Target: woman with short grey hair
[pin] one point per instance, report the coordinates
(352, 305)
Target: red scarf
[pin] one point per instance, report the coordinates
***
_TRY IT_. For each line in the entries that contains the string "Target", make a copy.

_OUTPUT BELOW_.
Target: woman with short grey hair
Target: red scarf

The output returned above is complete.